[TEXT SEGMENT start]

The Beginning of the End for the Prohibition Against Hemp

Despite a brief respite during World War II when the US government encouraged its citizens to grow hemp for fiber and oil, the plant was maligned and prohibited until major changes in 2014. A Congressional Research Service publication describes how the 2014 farm bill allowed the production of hemp under restrictions tightly controlled by the DEA.

Interest in the US of hemp as an agricultural commodity had been increasing at the state level since the 1990s. With strong interest in the research of the growth and uses of hemp, the 2014 farm bill authorized pilot programs to study these topics if they were approved by the state departments of agriculture and the USDA.

Hemp Becomes an Official Agricultural Commodity in 2018

The 2018 farm bill brought major changes to the status of industrial hemp – mostly legalizing its production in the United States. As described by the Brookings Institute, the leadership of Senate Majority Leader Mitch McConnell was instrumental to the inclusion of hemp in the farm bill. Senator McConnell hails from Kentucky – one of the best places in the world to cultivate hemp.

However, the new farm bill mandates numerous restrictions on the growth of hemp. The primary one is that hemp must contain less than 0.3% THC. If growers exceed this mandate, they are considered to be growing marijuana, which is still regulated as a controlled substance at the federal level. In addition, both state and federal authorities share regulatory power over the cultivation and production of hemp.

Hemp is used in more than 25,000 products as diverse as oils in lotions and a form of concrete known as hempcrete. The plant is even used to remove heavy metals from the soil and is grown at Chernobyl for this purpose.

Considering that more than 30 countries grow hemp as a commercial crop, and the US imported $67.3 million in hemp products in 2017, it was long past time to legalize its production in the US. In fact, retail sales of hemp products in the US totaled nearly $700 million in 2016 according to the Hemp Industries Association.

[TEXT SEGMENT end]
[DATA ENTRIES start]

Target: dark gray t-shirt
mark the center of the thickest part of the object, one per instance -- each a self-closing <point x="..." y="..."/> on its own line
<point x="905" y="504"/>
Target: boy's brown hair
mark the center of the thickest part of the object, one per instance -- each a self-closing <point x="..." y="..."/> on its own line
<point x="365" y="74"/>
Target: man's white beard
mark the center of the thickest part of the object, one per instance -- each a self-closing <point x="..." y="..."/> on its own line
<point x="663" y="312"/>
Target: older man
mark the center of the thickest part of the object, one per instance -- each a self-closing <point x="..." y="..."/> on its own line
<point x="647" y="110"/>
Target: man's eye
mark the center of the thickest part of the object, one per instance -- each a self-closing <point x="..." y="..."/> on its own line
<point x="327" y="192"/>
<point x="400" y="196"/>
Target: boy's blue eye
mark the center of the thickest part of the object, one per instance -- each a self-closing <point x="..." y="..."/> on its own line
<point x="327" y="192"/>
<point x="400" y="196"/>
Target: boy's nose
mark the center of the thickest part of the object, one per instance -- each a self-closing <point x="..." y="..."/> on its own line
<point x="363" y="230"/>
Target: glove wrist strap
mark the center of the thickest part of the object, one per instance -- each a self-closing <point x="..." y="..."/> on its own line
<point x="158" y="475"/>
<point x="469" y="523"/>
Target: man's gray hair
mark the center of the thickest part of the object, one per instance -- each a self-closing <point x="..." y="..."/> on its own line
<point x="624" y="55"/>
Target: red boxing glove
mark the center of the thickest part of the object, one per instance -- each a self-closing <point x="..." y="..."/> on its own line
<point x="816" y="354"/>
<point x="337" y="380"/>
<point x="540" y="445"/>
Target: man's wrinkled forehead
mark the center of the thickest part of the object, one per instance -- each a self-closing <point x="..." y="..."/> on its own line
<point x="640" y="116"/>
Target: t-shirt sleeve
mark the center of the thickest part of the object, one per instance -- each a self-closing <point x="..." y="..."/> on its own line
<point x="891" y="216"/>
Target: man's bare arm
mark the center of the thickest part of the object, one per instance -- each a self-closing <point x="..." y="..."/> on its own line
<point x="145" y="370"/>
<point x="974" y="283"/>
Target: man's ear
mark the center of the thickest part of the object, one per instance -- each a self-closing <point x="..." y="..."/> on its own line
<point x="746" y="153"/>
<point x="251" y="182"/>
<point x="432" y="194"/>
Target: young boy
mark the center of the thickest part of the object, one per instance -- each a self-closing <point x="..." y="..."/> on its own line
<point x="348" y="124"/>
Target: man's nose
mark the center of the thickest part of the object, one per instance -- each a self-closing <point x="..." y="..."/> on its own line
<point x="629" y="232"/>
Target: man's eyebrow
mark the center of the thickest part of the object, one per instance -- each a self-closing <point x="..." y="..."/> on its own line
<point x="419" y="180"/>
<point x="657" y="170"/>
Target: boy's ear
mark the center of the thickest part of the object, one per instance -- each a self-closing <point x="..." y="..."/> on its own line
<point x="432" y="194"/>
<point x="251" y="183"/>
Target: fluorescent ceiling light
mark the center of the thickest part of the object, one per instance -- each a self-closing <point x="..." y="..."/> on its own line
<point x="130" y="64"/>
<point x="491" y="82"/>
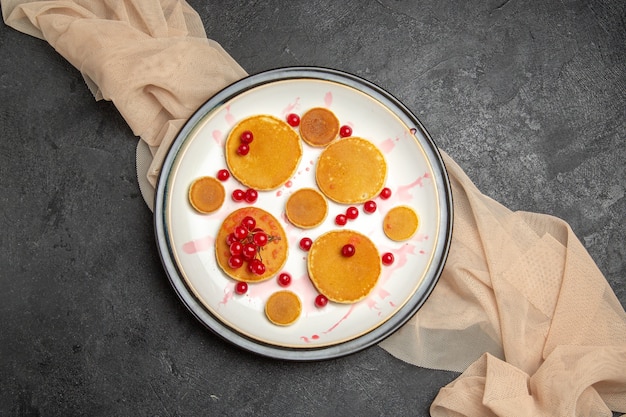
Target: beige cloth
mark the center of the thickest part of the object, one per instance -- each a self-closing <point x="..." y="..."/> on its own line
<point x="521" y="307"/>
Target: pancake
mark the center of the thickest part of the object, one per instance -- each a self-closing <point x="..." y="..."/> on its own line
<point x="343" y="279"/>
<point x="206" y="194"/>
<point x="275" y="152"/>
<point x="400" y="223"/>
<point x="351" y="170"/>
<point x="283" y="308"/>
<point x="274" y="254"/>
<point x="319" y="126"/>
<point x="306" y="208"/>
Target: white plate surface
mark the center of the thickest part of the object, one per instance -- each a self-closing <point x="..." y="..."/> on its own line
<point x="416" y="177"/>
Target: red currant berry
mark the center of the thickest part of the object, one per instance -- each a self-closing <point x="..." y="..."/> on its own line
<point x="352" y="213"/>
<point x="284" y="279"/>
<point x="385" y="193"/>
<point x="243" y="149"/>
<point x="387" y="258"/>
<point x="248" y="251"/>
<point x="348" y="250"/>
<point x="235" y="248"/>
<point x="240" y="232"/>
<point x="238" y="195"/>
<point x="246" y="137"/>
<point x="256" y="267"/>
<point x="305" y="243"/>
<point x="321" y="301"/>
<point x="369" y="206"/>
<point x="345" y="131"/>
<point x="230" y="239"/>
<point x="241" y="288"/>
<point x="235" y="262"/>
<point x="260" y="239"/>
<point x="248" y="222"/>
<point x="223" y="174"/>
<point x="251" y="195"/>
<point x="293" y="120"/>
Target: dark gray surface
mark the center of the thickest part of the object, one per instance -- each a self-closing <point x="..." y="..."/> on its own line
<point x="528" y="97"/>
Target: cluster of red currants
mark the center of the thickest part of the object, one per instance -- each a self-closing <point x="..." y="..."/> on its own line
<point x="245" y="243"/>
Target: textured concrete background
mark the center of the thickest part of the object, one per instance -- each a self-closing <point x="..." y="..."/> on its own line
<point x="528" y="97"/>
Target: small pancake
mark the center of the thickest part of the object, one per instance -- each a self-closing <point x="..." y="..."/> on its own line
<point x="274" y="254"/>
<point x="306" y="208"/>
<point x="400" y="223"/>
<point x="274" y="153"/>
<point x="283" y="308"/>
<point x="319" y="126"/>
<point x="351" y="170"/>
<point x="343" y="279"/>
<point x="206" y="194"/>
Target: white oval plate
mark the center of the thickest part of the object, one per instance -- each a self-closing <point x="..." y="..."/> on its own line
<point x="416" y="176"/>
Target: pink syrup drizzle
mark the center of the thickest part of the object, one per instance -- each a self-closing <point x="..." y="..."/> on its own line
<point x="333" y="327"/>
<point x="218" y="137"/>
<point x="387" y="145"/>
<point x="328" y="99"/>
<point x="199" y="245"/>
<point x="230" y="119"/>
<point x="404" y="193"/>
<point x="291" y="107"/>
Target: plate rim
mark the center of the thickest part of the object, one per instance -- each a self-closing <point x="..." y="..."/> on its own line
<point x="196" y="307"/>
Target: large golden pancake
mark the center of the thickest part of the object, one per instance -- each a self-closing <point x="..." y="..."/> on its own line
<point x="206" y="194"/>
<point x="400" y="223"/>
<point x="319" y="126"/>
<point x="306" y="208"/>
<point x="275" y="152"/>
<point x="351" y="170"/>
<point x="343" y="279"/>
<point x="273" y="255"/>
<point x="283" y="308"/>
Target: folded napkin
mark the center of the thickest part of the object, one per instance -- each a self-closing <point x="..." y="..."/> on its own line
<point x="521" y="307"/>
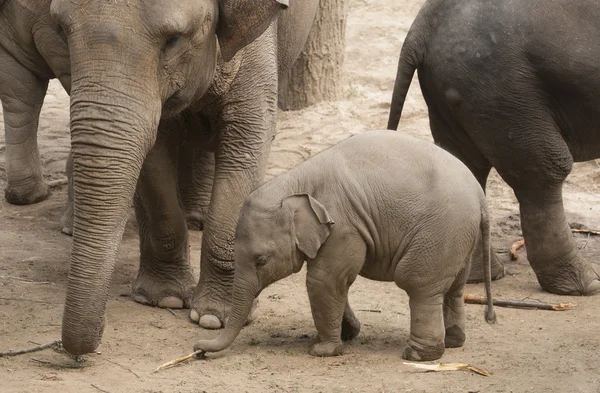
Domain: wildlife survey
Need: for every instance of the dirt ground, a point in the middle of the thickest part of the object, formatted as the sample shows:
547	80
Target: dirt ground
527	351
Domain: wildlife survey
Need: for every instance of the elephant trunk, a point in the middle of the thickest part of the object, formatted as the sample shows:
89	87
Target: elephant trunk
245	289
113	126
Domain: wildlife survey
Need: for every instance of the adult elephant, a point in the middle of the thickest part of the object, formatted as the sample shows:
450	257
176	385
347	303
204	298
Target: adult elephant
135	66
31	53
514	85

[DATA ENTRIES end]

_WHAT THIS EXERCISE ASKS_.
(1) Answer these from the passage on hemp:
(a) Under the 2018 farm bill, what THC level must hemp stay below?
(b) In how many products is hemp used?
(c) What was the value of hemp products the US imported in 2017?
(2) Reproduce the passage on hemp word for word between "Despite a brief" and "by the DEA.", inclusive.
The entries play no role here.

_TASK SOLUTIONS_.
(1)
(a) Less than 0.3% THC.
(b) More than 25,000 products.
(c) $67.3 million.

(2)
Despite a brief respite during World War II when the US government encouraged its citizens to grow hemp for fiber and oil, the plant was maligned and prohibited until major changes in 2014. A Congressional Research Service publication describes how the 2014 farm bill allowed the production of hemp under restrictions tightly controlled by the DEA.